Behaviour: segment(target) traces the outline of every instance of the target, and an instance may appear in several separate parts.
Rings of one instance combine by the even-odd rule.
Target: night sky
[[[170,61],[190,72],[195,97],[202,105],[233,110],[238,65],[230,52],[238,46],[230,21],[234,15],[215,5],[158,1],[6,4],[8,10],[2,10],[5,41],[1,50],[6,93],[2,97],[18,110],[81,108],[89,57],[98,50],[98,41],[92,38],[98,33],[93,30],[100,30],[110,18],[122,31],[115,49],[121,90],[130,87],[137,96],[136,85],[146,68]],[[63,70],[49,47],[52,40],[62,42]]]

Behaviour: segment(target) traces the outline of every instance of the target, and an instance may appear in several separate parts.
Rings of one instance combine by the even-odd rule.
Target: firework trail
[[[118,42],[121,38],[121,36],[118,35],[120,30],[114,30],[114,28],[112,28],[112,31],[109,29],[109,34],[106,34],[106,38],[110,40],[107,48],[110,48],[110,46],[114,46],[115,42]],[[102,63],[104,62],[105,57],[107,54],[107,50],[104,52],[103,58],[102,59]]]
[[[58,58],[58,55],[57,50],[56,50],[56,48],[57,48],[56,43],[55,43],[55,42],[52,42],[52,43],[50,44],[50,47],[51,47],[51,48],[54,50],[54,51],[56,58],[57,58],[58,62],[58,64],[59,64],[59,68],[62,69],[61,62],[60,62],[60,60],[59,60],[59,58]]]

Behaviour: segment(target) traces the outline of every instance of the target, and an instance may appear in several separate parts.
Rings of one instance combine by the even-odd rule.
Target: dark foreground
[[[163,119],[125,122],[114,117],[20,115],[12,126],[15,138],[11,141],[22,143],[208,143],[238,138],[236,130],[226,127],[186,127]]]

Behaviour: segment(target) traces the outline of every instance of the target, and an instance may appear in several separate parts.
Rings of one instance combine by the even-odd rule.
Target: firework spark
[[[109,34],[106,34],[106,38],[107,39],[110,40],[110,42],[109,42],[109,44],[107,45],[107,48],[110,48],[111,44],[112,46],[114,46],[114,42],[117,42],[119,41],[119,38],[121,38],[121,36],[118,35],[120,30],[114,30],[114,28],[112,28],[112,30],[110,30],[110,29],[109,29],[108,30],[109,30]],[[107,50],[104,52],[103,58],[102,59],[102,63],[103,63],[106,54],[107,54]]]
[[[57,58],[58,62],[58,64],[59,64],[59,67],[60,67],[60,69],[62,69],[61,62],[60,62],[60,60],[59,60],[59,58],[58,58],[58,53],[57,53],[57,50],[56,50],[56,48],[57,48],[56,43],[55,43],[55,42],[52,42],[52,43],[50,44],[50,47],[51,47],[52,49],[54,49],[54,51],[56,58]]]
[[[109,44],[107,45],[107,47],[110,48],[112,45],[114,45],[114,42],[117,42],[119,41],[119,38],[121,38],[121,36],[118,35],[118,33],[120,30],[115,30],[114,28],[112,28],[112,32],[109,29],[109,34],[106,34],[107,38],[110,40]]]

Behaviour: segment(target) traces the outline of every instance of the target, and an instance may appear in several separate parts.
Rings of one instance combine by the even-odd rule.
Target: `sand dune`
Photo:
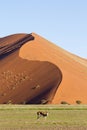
——————
## WHAT IS NEEDED
Pick out and copy every line in the items above that contains the word "firework".

## COMPLETED EXERCISE
Target: firework trail
Target: firework spark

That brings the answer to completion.